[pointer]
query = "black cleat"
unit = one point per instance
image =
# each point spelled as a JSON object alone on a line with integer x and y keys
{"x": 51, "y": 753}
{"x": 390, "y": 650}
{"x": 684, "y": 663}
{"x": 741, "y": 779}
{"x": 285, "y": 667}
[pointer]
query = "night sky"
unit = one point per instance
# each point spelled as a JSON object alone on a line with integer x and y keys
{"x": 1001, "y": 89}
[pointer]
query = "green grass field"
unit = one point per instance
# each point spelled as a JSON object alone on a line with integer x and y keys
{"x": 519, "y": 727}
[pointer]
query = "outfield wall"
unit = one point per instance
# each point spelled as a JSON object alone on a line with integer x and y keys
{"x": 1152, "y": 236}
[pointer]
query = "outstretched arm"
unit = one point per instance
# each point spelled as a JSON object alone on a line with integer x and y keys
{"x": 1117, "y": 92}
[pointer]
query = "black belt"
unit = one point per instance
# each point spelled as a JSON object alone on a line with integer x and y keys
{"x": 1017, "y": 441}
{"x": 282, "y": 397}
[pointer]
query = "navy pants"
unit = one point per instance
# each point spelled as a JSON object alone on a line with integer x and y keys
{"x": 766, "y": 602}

━━━━━━━━━━━━━━━━

Direction
Render every line of the listing above as a numbered list, omitting any blank lines.

Task solution
1. [pointer]
2. query = "black cleat"
3. unit = one point per instance
4. image =
5. # each point spelled as a JSON object alone on a line with integer x and y keys
6. {"x": 51, "y": 753}
7. {"x": 390, "y": 650}
8. {"x": 684, "y": 663}
9. {"x": 741, "y": 779}
10. {"x": 285, "y": 667}
11. [pointer]
12. query = "night sky"
13. unit = one point per instance
14. # each point spelled as a JSON object alone on a line with integer x and y keys
15. {"x": 1001, "y": 89}
16. [pointer]
17. query = "green grass field"
18. unit = one point per instance
19. # each point spelled as a JSON object alone on a line with integer x and y keys
20. {"x": 519, "y": 727}
21. [pointer]
22. query = "outfield wall"
23. unit = one point per instance
24. # each point spelled as a JSON object alone on a line with integer x and y keys
25. {"x": 1152, "y": 236}
26. [pointer]
27. query = "outstretched arm"
28. unit = one point per instance
29. # each point spelled as a JSON object alone on a line with integer x and y keys
30. {"x": 1117, "y": 92}
31. [pointer]
32. query = "black belt"
33. unit = one point per instance
34. # each point spelled as a JSON object alone on a line with integer x and y keys
35. {"x": 1017, "y": 441}
36. {"x": 282, "y": 397}
37. [pointer]
38. query = "navy pants"
39. unit = one point per instance
40. # each point spelled as a JSON object alone on a line with integer x and y keys
41. {"x": 766, "y": 602}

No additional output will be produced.